■ Directions ■
Repeat each entry word for word. Leave any images out of the copy.

==== Input records

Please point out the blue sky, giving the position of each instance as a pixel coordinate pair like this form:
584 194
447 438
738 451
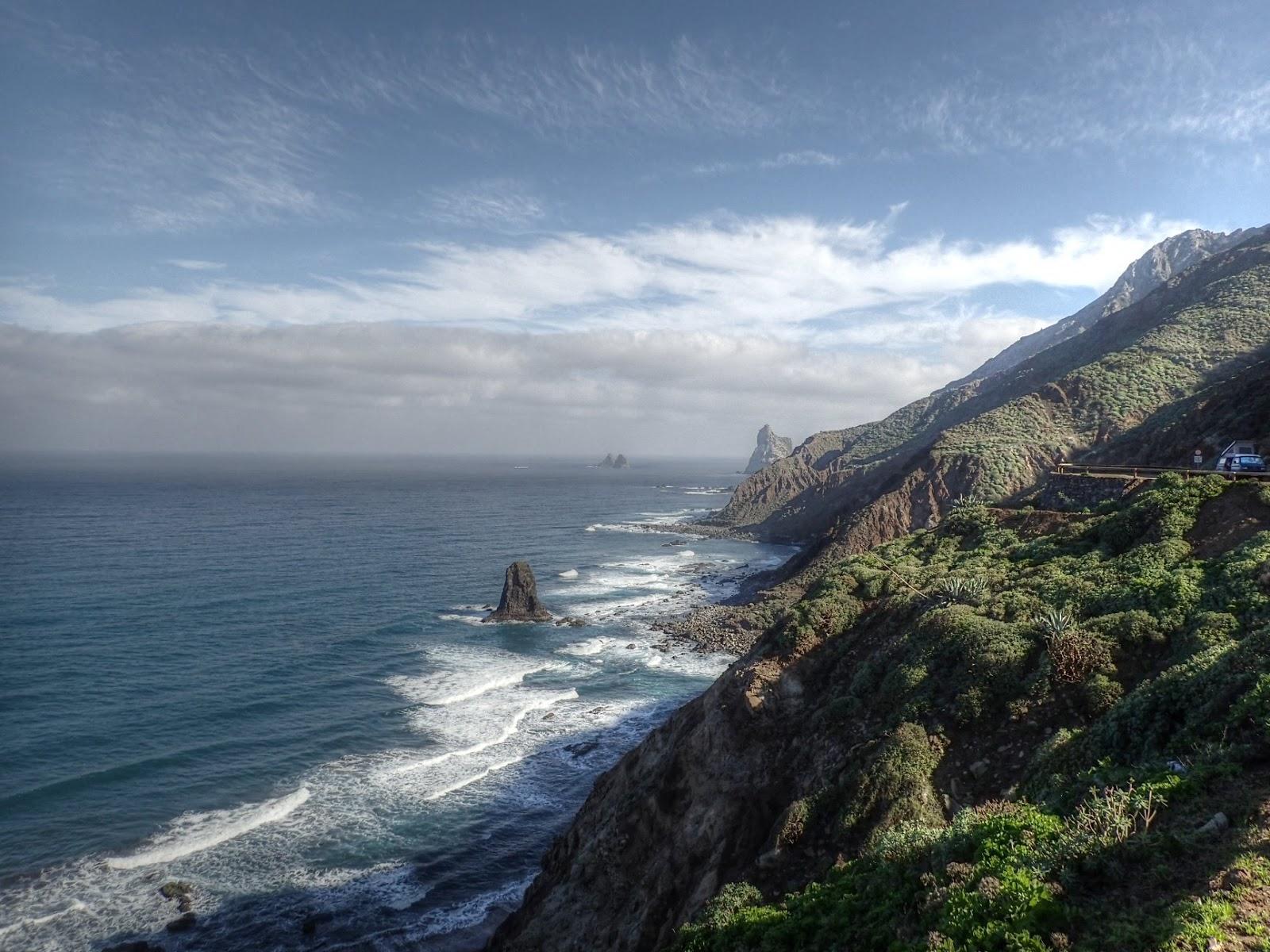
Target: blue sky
654 224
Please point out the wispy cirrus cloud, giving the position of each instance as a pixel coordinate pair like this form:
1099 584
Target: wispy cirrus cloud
244 159
498 205
1124 78
689 89
194 264
803 158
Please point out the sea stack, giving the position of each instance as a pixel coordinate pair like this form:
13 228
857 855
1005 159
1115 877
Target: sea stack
770 450
520 601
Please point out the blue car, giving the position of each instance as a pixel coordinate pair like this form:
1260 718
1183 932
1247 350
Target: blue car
1246 463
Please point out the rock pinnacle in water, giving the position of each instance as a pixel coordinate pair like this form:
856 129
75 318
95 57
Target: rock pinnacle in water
520 601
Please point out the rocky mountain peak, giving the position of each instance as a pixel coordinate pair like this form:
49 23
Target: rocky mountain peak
520 601
770 448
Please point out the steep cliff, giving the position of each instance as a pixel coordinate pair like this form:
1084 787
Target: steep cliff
770 450
859 755
1168 258
1195 334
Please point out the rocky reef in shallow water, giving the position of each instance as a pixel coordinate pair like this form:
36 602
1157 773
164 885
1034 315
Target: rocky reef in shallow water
520 601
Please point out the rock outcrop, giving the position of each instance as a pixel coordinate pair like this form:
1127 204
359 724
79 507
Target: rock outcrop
996 437
520 601
770 450
1168 258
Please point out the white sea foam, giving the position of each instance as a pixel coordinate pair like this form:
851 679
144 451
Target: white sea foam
463 674
194 833
479 620
474 912
581 649
33 922
503 735
475 778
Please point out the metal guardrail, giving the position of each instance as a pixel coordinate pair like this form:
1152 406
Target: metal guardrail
1149 473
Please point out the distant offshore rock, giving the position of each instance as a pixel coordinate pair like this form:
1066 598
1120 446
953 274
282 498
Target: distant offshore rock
770 450
520 601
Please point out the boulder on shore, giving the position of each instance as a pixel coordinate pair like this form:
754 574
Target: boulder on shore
520 601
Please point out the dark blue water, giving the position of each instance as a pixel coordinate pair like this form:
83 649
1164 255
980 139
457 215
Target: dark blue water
267 677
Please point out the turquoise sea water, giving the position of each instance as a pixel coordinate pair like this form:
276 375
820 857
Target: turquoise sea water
267 677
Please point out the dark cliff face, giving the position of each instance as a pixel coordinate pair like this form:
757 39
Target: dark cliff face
687 812
888 697
768 450
793 759
996 437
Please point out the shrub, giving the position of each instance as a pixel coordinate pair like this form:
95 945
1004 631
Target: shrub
1100 693
730 900
897 786
968 517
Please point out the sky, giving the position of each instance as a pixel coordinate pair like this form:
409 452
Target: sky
578 228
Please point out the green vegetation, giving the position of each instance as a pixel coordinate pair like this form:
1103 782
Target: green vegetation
1041 730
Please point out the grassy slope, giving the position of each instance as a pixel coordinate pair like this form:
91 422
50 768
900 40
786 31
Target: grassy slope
1000 435
1126 724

========

■ Written answer ■
Please point out the blue sky, giving the position of each instance as a pixel coordinate pair like this form:
584 194
447 438
738 451
Target: blue sky
654 224
Please point out the wispy cirrus cloud, giving the position of each instance as a pixel coordinate pair like this form:
1099 584
Target: wispy cirrus cloud
244 159
498 205
1124 78
689 89
194 264
803 158
Please point out the sea stack, giving the position of each instance as a pixel coordinate pair like this form:
13 228
857 855
1005 159
1115 877
Target: sea stack
770 450
520 601
Please point out the blue car, giving the position of each instance as a pixel coordinate pair like this form:
1260 718
1183 932
1247 350
Target: blue car
1246 463
Please point out the rock pinnacle in water, giving the position of each instance as a pixel coordinate pair like this form:
856 129
75 318
95 57
Target: rock pinnacle in water
520 601
Please point out the rocky mountain peak, giving the position of each instance as a pixel coordinate pair like this form:
49 23
Target: rocky mountain peak
520 601
770 448
Please point out the steep cliff, giving the position of each instance as a pixel coordinate pair like this form:
1084 787
Target: steep cliff
770 450
859 755
1168 258
1195 334
Please point out the rocky reef in shallow water, giving the position of each instance as a pixel coordinate pair like this form:
36 602
1157 773
164 885
1034 315
Target: rocky reef in shallow water
520 601
Please point out the rock outcrop, giving the position of each instance as a pixel coordinate pair like this form:
1127 204
359 724
79 507
Target: rock outcrop
996 437
520 601
770 450
1168 258
Please point out the white sea foam, giving the position of each instance as a pixel coordinate pair like this form:
851 679
144 451
Target: white sea foam
463 674
194 833
479 620
474 912
581 649
33 922
503 735
475 778
Please point out the metal guardrail, giving the position of each instance as a pixel coordinate pair like this form:
1152 406
Target: metal guardrail
1149 473
Please point out the distant offshore rock, giving the position of each instance as a pixel coordinate pair like this form:
1066 598
1120 446
953 274
282 498
Target: distant offshore rock
770 450
520 601
Please point out the boulder on shore, giving the position of each instance as a pixel coordinate pair like this form:
754 574
Target: boulder on shore
520 601
Please point out the dark blue water, giving the position of each instance as a pixel coordinate pair like this form:
83 649
1164 255
980 139
457 215
Target: dark blue water
267 677
Please point out the turquoise sea water, giving the position of each instance as a pixel coordinate pair like this form:
276 375
820 857
Target: turquoise sea water
267 677
Please point out the dark cliff face, giving the position of each instance as a pixel coordinate pair like this form:
757 39
Target: dark cliff face
687 812
888 697
768 450
793 759
996 437
Please point out the shrub, giving the position of each instance as a pixel coordinate pair like this form:
95 945
1004 631
Target: shrub
1100 693
730 900
897 786
968 517
Please point out the sky, giving the position of each instance as a pixel coordinate pair like this form:
409 452
Target: sky
578 228
Please point out the green vegetation, giving the position of each instance as a pixel coordinate pair like this form:
1103 782
Target: green vegetation
1041 730
Please point out the grassy slope, giving the position of each instance as a pixel coordinate pair like this form:
91 422
50 768
900 40
786 31
Target: grassy slope
1000 435
1126 724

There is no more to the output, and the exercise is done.